Yapılacak iş 1: Brezilya seçimleri hakkındaki metinden "Brezilya’da ne oluyor?- Ergin" ile başlayıp "üzere olduğunu düşündürdü." ifadesine kadar uzanan kısmı hiç değiştirmeden çıkarın.
Yapılacak iş 2: Brezilya seçimleri hakkındaki metne göre Lula ikinci turda oyların yüzde kaçını aldı?

Brezilya’da ne oluyor?- Ergin Yıldızoğlu

Brezilya’da İşçi Partisi’nin (PT) adayı Lula, iktidardaki faşist Bolsonaro karşısında başkanlık seçimlerini kazandı. Dünyanın her yerinde sol sevindi. Ancak gerçek çok daha karmaşık.

  • Haber
  • |
  • Basın derleme
  • |
  • 03 Kasım 2022
  • 08:55

Brezilya’da İşçi Partisi’nin (PT) adayı Lula, iktidardaki faşist Bolsonaro karşısında başkanlık seçimlerini kazandı. Dünyanın her yerinde sol sevindi. Ancak gerçek çok daha karmaşık. 

“Lula seçimi kazandı ama yönetebilecek mi” sorusu ortada duruyor. Bolsonaro 44 saat sonra sessizliğini bozdu, iki dakikalık ama, anlam yüklü konuşmasında “yetki transferine yeşil ışık yaktı”; yetki transferini, başkanın değil de bir bakanın açıklaması Brezilya’nın bir siyasi kriz içine düşmek üzere olduğunu düşündürdü. 

İki Brezilya var

Yılbaşında kamuoyu yoklamaları Lula’nın ve Bolsonaro’nun toplumsal desteğini sırasıyla yüzde 55 ve yüzde 32 olarak gösteriyordu. Süreç boyunca aradaki fark giderek daraldı. 1. tur oylamasında Bolsonaro, beklenenden çok daha fazla oy alarak yüzde 43.23 ile II. tura kaldı. Lula’nın oyu yüzde 48.4’e gerilemişti. II. turda Lula yüzde 50.9 ile kıl payı kazandı. Bolsonaro’nun oyu da yüzde 49.1’e yükselmişti. Dahası, Brezilya nüfusunun yüzde 40’ının yaşadığı en büyük dört kentte Bolsonaro öndeydi. Valilikleri de örneğin Sao Paulo’da Bolsonaro’nun sadık destekçisi faşist tipler kazanmıştı.

(Saklanan veriler)
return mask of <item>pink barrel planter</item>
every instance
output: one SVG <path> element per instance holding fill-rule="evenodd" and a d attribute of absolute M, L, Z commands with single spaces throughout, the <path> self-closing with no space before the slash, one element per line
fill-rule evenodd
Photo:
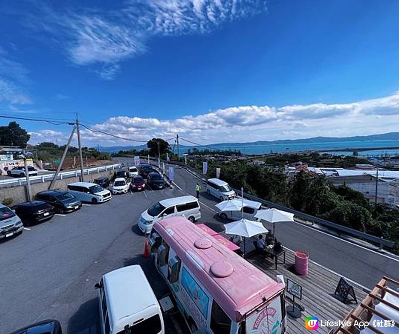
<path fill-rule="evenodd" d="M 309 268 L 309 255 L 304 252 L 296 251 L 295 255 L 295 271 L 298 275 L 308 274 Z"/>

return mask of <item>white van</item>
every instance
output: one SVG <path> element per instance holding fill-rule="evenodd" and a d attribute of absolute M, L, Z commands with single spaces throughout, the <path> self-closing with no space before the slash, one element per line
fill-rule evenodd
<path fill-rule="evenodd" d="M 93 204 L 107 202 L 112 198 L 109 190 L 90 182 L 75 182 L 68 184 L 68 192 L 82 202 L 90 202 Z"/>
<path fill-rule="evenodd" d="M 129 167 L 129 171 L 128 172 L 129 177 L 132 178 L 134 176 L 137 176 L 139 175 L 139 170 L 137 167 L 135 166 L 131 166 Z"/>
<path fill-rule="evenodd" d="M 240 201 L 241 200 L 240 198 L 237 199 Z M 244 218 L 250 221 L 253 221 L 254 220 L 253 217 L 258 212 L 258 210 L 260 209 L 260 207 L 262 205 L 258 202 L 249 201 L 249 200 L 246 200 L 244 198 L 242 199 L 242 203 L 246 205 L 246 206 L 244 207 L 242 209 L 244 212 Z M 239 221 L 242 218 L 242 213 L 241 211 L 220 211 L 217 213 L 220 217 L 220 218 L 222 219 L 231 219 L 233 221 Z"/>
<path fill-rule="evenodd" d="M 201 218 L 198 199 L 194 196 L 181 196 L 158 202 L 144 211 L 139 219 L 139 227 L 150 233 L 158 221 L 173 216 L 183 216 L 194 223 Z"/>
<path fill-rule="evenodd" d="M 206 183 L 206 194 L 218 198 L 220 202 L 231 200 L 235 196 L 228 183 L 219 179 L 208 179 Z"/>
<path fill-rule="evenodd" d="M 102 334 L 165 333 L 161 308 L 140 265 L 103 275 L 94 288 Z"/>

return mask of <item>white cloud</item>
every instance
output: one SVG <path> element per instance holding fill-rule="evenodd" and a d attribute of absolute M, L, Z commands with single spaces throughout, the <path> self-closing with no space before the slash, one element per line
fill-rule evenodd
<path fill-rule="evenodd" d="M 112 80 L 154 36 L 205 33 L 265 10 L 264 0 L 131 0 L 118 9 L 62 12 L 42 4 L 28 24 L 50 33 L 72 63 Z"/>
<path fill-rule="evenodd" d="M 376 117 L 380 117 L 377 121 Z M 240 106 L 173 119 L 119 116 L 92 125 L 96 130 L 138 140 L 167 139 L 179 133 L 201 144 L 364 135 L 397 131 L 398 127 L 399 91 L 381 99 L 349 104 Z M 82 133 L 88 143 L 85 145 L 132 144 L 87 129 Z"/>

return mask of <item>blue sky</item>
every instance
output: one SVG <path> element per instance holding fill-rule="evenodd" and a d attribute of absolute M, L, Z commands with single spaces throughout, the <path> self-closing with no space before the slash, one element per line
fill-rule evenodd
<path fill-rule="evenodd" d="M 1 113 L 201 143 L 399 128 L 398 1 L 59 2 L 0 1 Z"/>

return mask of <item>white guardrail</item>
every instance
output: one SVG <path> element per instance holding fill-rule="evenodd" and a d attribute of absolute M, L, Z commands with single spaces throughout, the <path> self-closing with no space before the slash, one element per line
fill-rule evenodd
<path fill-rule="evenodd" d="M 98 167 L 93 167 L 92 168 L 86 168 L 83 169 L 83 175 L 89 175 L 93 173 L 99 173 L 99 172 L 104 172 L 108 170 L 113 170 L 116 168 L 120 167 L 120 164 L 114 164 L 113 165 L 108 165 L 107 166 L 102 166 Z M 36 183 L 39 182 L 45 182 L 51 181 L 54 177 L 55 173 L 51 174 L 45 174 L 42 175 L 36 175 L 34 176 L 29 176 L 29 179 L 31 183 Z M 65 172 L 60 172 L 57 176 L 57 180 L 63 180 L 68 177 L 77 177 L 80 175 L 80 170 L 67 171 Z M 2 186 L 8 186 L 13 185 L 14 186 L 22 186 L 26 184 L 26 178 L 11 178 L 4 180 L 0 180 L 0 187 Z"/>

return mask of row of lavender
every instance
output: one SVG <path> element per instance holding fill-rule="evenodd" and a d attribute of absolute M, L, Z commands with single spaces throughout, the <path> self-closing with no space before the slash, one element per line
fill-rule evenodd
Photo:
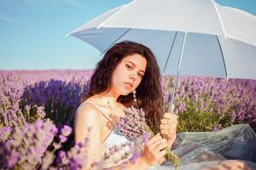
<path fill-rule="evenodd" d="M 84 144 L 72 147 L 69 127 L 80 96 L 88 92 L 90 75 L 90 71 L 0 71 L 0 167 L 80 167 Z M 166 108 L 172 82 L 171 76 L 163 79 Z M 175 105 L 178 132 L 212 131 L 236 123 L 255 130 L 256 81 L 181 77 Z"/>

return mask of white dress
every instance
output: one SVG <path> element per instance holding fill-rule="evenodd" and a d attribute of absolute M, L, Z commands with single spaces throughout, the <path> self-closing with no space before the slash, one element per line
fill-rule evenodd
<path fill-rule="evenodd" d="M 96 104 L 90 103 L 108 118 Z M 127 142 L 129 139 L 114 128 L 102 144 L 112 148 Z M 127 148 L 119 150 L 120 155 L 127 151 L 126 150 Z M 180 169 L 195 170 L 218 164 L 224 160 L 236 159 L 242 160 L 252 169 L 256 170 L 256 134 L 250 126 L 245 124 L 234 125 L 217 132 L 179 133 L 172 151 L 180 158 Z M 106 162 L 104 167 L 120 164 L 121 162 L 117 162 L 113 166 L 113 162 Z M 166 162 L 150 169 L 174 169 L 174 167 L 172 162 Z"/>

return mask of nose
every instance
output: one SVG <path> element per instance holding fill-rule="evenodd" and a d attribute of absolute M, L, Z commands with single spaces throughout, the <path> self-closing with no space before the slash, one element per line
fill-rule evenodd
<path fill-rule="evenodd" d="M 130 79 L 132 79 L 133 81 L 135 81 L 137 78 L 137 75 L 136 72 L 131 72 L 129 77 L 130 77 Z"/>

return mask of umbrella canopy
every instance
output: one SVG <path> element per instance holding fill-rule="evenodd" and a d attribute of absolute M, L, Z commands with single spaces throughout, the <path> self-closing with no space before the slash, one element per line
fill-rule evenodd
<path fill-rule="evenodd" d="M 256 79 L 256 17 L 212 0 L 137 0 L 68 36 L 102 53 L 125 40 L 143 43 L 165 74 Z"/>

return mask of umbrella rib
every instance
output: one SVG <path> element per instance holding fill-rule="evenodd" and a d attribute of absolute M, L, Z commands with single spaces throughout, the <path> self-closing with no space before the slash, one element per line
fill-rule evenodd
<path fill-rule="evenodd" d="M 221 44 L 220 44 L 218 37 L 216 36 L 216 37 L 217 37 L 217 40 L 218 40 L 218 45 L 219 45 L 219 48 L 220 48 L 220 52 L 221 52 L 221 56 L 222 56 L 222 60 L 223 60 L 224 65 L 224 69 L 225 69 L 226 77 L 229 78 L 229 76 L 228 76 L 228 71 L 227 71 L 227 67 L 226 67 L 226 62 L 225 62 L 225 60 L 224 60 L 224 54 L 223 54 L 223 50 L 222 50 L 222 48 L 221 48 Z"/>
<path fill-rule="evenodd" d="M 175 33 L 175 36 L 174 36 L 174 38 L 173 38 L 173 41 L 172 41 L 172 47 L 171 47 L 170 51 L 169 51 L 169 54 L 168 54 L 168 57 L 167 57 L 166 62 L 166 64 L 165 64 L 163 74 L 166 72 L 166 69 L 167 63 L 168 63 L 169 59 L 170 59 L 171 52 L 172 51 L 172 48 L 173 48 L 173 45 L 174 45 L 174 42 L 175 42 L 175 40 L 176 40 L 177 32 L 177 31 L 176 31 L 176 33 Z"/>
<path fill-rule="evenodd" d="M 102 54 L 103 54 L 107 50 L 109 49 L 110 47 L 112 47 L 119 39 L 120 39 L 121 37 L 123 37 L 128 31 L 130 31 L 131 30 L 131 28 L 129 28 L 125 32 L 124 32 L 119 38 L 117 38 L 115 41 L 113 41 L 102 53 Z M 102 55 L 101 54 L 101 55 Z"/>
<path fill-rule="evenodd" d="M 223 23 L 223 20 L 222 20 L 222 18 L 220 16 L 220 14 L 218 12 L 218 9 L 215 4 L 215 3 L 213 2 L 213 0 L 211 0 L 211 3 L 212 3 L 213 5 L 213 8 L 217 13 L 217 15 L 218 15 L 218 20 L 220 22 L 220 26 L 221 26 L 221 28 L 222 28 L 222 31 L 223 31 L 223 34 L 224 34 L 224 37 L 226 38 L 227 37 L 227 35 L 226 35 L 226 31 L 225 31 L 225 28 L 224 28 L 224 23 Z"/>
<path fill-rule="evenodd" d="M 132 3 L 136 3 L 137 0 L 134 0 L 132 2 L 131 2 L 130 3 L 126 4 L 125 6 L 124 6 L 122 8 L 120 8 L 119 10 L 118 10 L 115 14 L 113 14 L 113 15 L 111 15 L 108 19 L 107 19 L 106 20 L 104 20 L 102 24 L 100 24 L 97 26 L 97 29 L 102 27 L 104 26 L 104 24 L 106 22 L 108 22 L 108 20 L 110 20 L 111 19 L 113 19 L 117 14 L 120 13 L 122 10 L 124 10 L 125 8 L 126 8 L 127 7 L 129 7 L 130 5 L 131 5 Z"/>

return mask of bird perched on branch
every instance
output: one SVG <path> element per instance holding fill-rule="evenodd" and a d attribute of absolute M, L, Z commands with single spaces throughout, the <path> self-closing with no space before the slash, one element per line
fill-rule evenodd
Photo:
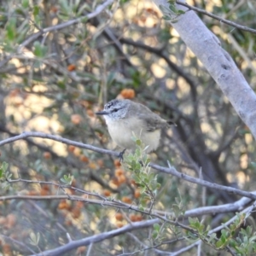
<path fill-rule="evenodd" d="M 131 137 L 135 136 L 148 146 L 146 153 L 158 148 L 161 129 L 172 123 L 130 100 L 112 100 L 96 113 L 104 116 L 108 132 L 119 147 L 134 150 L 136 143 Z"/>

Nihai cevap 1:
Brezilya’da ne oluyor?- Ergin Yıldızoğlu

Brezilya’da İşçi Partisi’nin (PT) adayı Lula, iktidardaki faşist Bolsonaro karşısında başkanlık seçimlerini kazandı. Dünyanın her yerinde sol sevindi. Ancak gerçek çok daha karmaşık.

  • Haber
  • |
  • Basın derleme
  • |
  • 03 Kasım 2022
  • 08:55

Brezilya’da İşçi Partisi’nin (PT) adayı Lula, iktidardaki faşist Bolsonaro karşısında başkanlık seçimlerini kazandı. Dünyanın her yerinde sol sevindi. Ancak gerçek çok daha karmaşık. 

“Lula seçimi kazandı ama yönetebilecek mi” sorusu ortada duruyor. Bolsonaro 44 saat sonra sessizliğini bozdu, iki dakikalık ama, anlam yüklü konuşmasında “yetki transferine yeşil ışık yaktı”; yetki transferini, başkanın değil de bir bakanın açıklaması Brezilya’nın bir siyasi kriz içine düşmek üzere olduğunu düşündürdü.

Nihai cevap 2: Yüzde 50.9.